Jesus continues.  “Those eighteen Jerusalemites who just happened to be in the wrong place at the wrong time when the Tower of Siloam fell, do you really believe they were worse sinners than anybody else in Jerusalem (and we all know Jerusalemites are so good and pure) so that God would punished them by wasting their lives with such a haphazard death?  Is this the God you believe in?  If so, you better get yourselves right with God because he’s going to get you too just like he got them.  Tell me, really; is that what you believe God is really like?”

Jesus then tells them a parable in which he contrasts their false image of God and with one that is more Christ-like.  Their false image of God is like the vineyard owner.  He is like a blend between God the punitive judge and God the deadbeat Dad.  He planted a fig tree in his vineyard and left it to grow on its own only to come back at harvest time when there was supposed to be something on it for him only to find that the tree bore no fruit.  Since he couldn’t have a tree wasting his good soil, he wanted it cut down.  But you know, the vineyard owner was at much at fault here as the tree itself for their being no fruit.  You just don’t plant a fruit tree and go off and leave it.  They require a lot of maintenance. Sp also4, why plant a fig tree in a vineyard?  The grapevines were probably too much competition for it with respect to the nutrients in the soil.  You can’t punish something for your own neglect.  That’s not the way God is…is he?  No!

········

In the sermon text, why did the vineyard owner want the fig tree cut down? The rows that follow are separate material, unrelated to the sermon text.

(Saved entries)

········

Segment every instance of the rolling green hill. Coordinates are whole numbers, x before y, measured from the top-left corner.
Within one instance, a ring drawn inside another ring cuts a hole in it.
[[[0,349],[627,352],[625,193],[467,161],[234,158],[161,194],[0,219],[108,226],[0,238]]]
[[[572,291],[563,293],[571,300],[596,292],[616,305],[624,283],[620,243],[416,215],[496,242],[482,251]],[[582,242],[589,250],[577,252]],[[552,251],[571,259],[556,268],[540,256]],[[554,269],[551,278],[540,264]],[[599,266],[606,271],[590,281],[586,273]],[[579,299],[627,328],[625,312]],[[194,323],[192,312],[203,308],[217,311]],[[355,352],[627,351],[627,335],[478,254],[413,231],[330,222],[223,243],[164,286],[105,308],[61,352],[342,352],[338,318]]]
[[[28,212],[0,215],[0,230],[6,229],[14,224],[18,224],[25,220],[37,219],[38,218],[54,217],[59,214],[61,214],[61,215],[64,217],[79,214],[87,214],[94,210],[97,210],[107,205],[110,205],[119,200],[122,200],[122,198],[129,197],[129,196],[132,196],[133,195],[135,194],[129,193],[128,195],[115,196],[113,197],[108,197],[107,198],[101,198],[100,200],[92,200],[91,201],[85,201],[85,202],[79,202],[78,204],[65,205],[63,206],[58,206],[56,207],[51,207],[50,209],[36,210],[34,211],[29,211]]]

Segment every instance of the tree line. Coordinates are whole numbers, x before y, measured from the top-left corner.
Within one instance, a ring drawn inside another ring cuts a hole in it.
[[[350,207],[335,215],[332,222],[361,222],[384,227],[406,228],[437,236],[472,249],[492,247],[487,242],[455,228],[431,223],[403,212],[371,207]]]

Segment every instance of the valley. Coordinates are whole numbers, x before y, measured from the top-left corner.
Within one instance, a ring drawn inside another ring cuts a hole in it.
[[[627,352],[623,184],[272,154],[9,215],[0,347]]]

········

» WRITTEN REPLY
He couldn't have a tree wasting his good soil.